Verifying

On 11/11/2017 9:50 PM, jacobnavia wrote:
Le 10/11/2017 à 08:10, Jos Bergervoet a écrit :

We know what the rotation curves are, so the acceleration of
stars on average is known, and it is known that this does not
fit with the gravity of known matter in the galaxies. So you
do not need the observations as you describe here to get this
information. What we do *not* know is:
1) Is there more matter than the known matter, so stronger
gravity and therefore restoring agreement with the movement?

That would be a nice solution. And if space between the stars wasn't
empty but filled with some kind of very thin gas?

Yes, but then this gas would have to be undiscovered until now
for some reason. Which means it has to consist of things we can't
easily see, e.g. particles like axions or sterile neutrinos.
It can also be a collection of massive, as of yet undiscovered,
black holes. Actually they are now starting to be discovered by
LIGO. But you'd still need quite a lot of them to have enough
extra mass..

2) Is there another force that adds to the effect of gravity
so together they give agreement with the motion?
The first possibility leads to the hunt for dark matter, the
second to the search for a "fifth force"

Dark matter was supposed to be in some kind of "halo" outside the
galaxy.

No, dark matter is supposed to form a cloud with the galaxy
immersed in it. Probably densest in the galaxy itself but
also extending to some region (halo) outside the galaxy.

The stars then, are pulled by the outside.

No they are not! Whatever the distribution in the radial
direction, gravity *always pulls inwards*, except if the
distribution is completely confined to a shell, in which
case in the empty inner region it gives gravity zero, but
is *still* not pulling outwards! (Do your 1/r^2 exercises
again, for a distributed mass with spherically symmetric
distribution, only a function of r.)

A fifth force would
have a vector centered in the center of the milky way.

Yes, if it is to explain the rotation curves. But a cloud
of dark matter would also pull inwards.

Is it possible then, to figure out this from the orbit of a known star,
say, the sun?

No, a fifth force or a cloud of unseen mass will both give
more inward attraction (to the galactic center) for this
star, you can't see the difference.

The observations with telescopes as discussed above will not
help with these questions at all, they will just reproduce the
already observed disagreement between motion and the gravity
of known matter. Which then leaves us again with the same two
questions.

A fifth force would perturb the orbit of the sun in a different way than
matter in a halo.

No, as proposed solutions for the motion of the stars,
both these things of course are supposed to influence the
orbits of the stars in the same way (giving them more
inward acceleration).

Besides, even if it is weak it has been there since
eons. After all this time (age of the sun around 5GY) some perturbation
should be observable.

Of course. The whole structure of the universe (zooming
in from the largest levels) would have to agree with any
new force, or new kind of matter we introduce! It looks
like this: http://www.atlasoftheuniverse.com/universe.html
Shouldn't an analysis of the orbit of the sun give an answer to that?

[[Mod. note --
Interstellar space is indeed filled with a "very thin gas":
https://en.wikipedia.org/wiki/Interstellar_medium
https://en.wikipedia.org/wiki/Intracluster_medium
This is already included in counts of "known matter".
-- jt]]

And it should not only be in agreement with the orbit of
the sun, but with all galaxies, clusters, filaments, voids,
and anything else we observe in the universe.

--
Jos

WHAT TO DO —
a) Please print the stretch of the dark matter thread from "We know what" through "very thin gas?".
b) Answer these questions on the dark matter thread, one a line:
(i) Which observatory is said to be starting to discover massive black holes?
(ii) According to the moderator's note, what counts already include interstellar gas?
(iii) What searches do the two possibilities lead to?

DATA EXCERPT —
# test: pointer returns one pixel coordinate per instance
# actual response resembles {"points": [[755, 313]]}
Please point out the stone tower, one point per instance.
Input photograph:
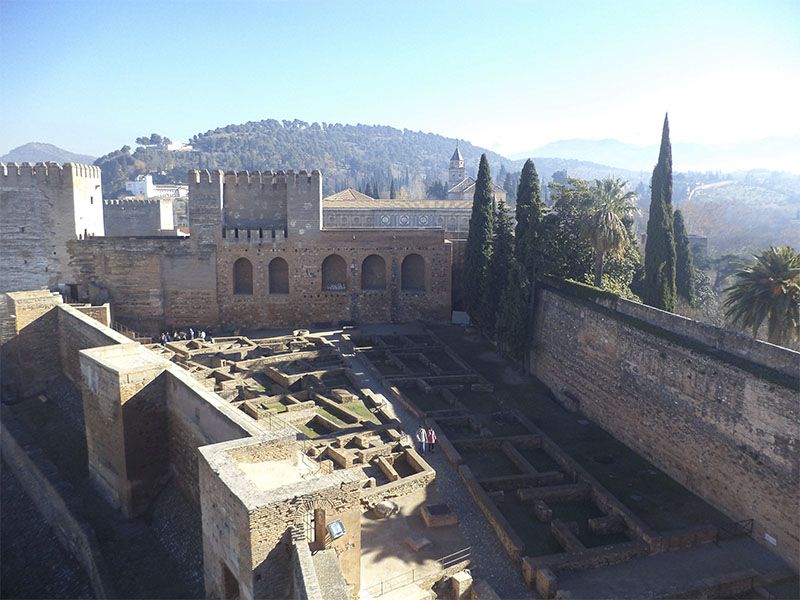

ANSWERS TO EACH TASK —
a)
We know what the rotation curves are, so the acceleration of
stars on average is known, and it is known that this does not
fit with the gravity of known matter in the galaxies. So you
do not need the observations as you describe here to get this
information. What we do *not* know is:
1) Is there more matter than the known matter, so stronger
gravity and therefore restoring agreement with the movement?

That would be a nice solution. And if space between the stars wasn't
empty but filled with some kind of very thin gas?

b)
(i) LIGO
(ii) Counts of "known matter"
(iii) The first leads to the hunt for dark matter, the second to the search for a "fifth force"